記述課題 1 =>
記録のうち、「the girl with」を含む行から記録の最後の行までを、両端を含め、空行を除いて、「番号」と「記録の行」の2列からなるMarkdownの表として示しなさい。

2002/05/16 Carlos E. Hernandez South Florida U.S.A


惑星の表面あるいは大気についての最近のカラー("colors"ではなくて"colours"と
言うべきでしょうか)についての議論が、経験のある惑星観測者や撮影者によって
始まった。私は以下のようなことを付け加えたい。

木星(2002年3月27日にDamian Peach氏(ALPO/BAA Jupiter Sections)によって得られ
た画像、添付画像)の"RGB chrominance image(RGBクロマ合成画像)"(すなわち、あっ
さりと、LRGBのような凝ったことをせず、普通に)
処理されたRGB合成画像)は、安定したシーイングでの眼視観測時の良いイメージを
感じる。
LRGB処理画像(あるいは高解像度画像)によってベルトや帯のより詳細が得られていて、
小規模あるいは大規模の構造の発達の研究では重要ではあるが、眼視観測での惑星の
自然な見え方ではない。
【注:LRGB合成は細かなものまで写っているが、実際の見え方と異なっている。】

著者やClay Sherrod氏は、RGBクロマ合成画像とLRGB合成画像(Damian Peach氏撮影)
を比較して以下のような意見を述べている。この画像は私がここ何年間も言い続け
ているものと同じ主題の全く素晴らしい例である。つまり、左画像(RGB)は、眼視で
の見え方、たぶん実際のカラーがより象徴的なものであるだけでなく、木星面の大
規模の範囲で発生する真の形態学上の変化を決定するのに有用である。しかし、し
ばしば、素晴らしい例の右画像(LRGB)のような高解像度の画像では、そのような大
きな変化あるいは出来事の全体のパラメータがなくなっている。つまり古い言葉で
は「全ての木には森が見えない」のである。

提供資料 =>
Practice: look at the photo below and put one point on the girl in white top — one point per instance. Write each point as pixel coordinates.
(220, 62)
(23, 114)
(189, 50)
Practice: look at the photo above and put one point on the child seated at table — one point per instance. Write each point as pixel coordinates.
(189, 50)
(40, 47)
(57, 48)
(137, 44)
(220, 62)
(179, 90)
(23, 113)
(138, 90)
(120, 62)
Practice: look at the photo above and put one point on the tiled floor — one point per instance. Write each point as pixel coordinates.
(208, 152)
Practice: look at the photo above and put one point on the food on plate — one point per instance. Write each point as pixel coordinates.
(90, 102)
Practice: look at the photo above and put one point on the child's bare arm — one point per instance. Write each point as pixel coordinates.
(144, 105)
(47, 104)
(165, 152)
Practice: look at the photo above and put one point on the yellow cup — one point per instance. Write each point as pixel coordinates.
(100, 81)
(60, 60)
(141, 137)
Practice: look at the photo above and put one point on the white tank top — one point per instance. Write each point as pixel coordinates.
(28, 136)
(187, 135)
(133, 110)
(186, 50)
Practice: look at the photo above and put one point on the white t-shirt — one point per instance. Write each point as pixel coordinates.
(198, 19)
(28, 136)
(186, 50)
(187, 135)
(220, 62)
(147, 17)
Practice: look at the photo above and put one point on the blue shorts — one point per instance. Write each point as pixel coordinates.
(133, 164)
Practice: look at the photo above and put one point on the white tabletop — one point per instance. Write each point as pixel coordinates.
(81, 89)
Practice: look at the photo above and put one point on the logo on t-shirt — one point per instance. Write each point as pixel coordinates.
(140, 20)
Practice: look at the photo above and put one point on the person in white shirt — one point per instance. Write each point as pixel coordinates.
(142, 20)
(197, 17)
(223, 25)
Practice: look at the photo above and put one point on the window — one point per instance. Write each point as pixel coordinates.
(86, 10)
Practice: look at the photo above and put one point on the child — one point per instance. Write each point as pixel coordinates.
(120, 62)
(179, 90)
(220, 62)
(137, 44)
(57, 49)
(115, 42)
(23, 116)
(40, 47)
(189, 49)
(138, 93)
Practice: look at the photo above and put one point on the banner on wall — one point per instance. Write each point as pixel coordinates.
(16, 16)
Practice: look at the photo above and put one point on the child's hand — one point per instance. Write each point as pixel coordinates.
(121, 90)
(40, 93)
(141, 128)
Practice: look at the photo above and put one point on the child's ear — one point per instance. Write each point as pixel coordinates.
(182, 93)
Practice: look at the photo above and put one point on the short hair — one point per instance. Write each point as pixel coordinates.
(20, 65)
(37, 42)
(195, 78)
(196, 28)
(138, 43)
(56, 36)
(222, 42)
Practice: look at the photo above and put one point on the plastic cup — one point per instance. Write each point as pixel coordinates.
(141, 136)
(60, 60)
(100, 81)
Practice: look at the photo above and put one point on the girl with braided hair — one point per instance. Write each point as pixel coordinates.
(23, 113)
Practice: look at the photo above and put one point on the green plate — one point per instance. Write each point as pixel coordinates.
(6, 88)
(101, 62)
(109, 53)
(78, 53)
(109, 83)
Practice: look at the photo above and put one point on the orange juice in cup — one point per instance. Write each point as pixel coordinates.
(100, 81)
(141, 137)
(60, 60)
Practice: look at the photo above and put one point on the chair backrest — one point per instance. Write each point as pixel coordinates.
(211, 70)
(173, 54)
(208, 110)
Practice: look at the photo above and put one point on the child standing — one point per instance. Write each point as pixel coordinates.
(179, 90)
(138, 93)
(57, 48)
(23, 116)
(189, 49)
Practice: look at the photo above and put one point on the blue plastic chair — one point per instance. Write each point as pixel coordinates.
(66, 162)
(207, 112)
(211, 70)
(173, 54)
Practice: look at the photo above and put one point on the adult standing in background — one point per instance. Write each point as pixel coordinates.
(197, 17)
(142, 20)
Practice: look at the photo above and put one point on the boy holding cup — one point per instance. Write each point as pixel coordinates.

記述課題 2 =>
次の(a)〜(c)の記述が本文の内容と一致するかどうかを、それぞれ「はい」か「いいえ」で答えなさい。判断の根拠となる本文の語句も、そのまま引用して添えること。
(a) LRGB処理画像は、眼視観測での惑星の自然な見え方ではないと述べられている。
(b) 添付された木星の画像は、2002年5月16日に得られたものである。
(c) 左画像(RGB)は、木星面で起こる真の形態学上の変化を決定するのには役立たないとされている。

解答全文 1 =>
| 番号 | 記録の行 |
|---|---|
| 1 | Practice: look at the photo above and put one point on the girl with braided hair — one point per instance. Write each point as pixel coordinates. |
| 2 | (23, 113) |
| 3 | Practice: look at the photo above and put one point on the green plate — one point per instance. Write each point as pixel coordinates. |
| 4 | (6, 88) |
| 5 | (101, 62) |
| 6 | (109, 53) |
| 7 | (78, 53) |
| 8 | (109, 83) |
| 9 | Practice: look at the photo above and put one point on the orange juice in cup — one point per instance. Write each point as pixel coordinates. |
| 10 | (100, 81) |
| 11 | (141, 137) |
| 12 | (60, 60) |
| 13 | Practice: look at the photo above and put one point on the chair backrest — one point per instance. Write each point as pixel coordinates. |
| 14 | (211, 70) |
| 15 | (173, 54) |
| 16 | (208, 110) |
| 17 | Practice: look at the photo above and put one point on the child standing — one point per instance. Write each point as pixel coordinates. |
| 18 | (179, 90) |
| 19 | (138, 93) |
| 20 | (57, 48) |
| 21 | (23, 116) |
| 22 | (189, 49) |
| 23 | Practice: look at the photo above and put one point on the blue plastic chair — one point per instance. Write each point as pixel coordinates. |
| 24 | (66, 162) |
| 25 | (207, 112) |
| 26 | (211, 70) |
| 27 | (173, 54) |
| 28 | Practice: look at the photo above and put one point on the adult standing in background — one point per instance. Write each point as pixel coordinates. |
| 29 | (197, 17) |
| 30 | (142, 20) |
| 31 | Practice: look at the photo above and put one point on the boy holding cup — one point per instance. Write each point as pixel coordinates. |

解答全文 2 =>
(a) はい。「眼視観測での惑星の自然な見え方ではない」
(b) いいえ。「2002年3月27日にDamian Peach氏」
(c) いいえ。「真の形態学上の変化を決定するのに有用である」